Замени во всём материале «bounding box» на «rectangle» и приведи строки заново, больше ничего в них не меняя.

====== Исходные данные

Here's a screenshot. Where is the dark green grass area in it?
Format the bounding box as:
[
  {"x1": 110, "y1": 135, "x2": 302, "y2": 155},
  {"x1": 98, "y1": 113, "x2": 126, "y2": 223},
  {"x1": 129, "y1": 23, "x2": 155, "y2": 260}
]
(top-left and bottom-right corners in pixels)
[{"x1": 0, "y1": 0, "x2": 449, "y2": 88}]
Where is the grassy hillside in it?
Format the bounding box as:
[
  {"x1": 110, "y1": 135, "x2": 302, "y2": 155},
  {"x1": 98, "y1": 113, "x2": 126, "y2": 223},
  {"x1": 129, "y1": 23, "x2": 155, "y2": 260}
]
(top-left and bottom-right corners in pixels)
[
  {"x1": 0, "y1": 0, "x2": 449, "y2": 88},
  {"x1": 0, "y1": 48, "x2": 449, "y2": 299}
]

============

* [Результат выполнения]:
Here's a screenshot. Where is the dark green grass area in it?
Format the rectangle as:
[
  {"x1": 110, "y1": 135, "x2": 302, "y2": 155},
  {"x1": 98, "y1": 113, "x2": 126, "y2": 223},
  {"x1": 129, "y1": 23, "x2": 155, "y2": 260}
]
(top-left and bottom-right corners in pixels)
[{"x1": 0, "y1": 0, "x2": 449, "y2": 88}]
Where is the grassy hillside in it?
Format the rectangle as:
[
  {"x1": 110, "y1": 135, "x2": 302, "y2": 155},
  {"x1": 98, "y1": 113, "x2": 126, "y2": 223},
  {"x1": 129, "y1": 23, "x2": 155, "y2": 260}
]
(top-left and bottom-right corners in pixels)
[
  {"x1": 0, "y1": 0, "x2": 449, "y2": 88},
  {"x1": 0, "y1": 48, "x2": 449, "y2": 299}
]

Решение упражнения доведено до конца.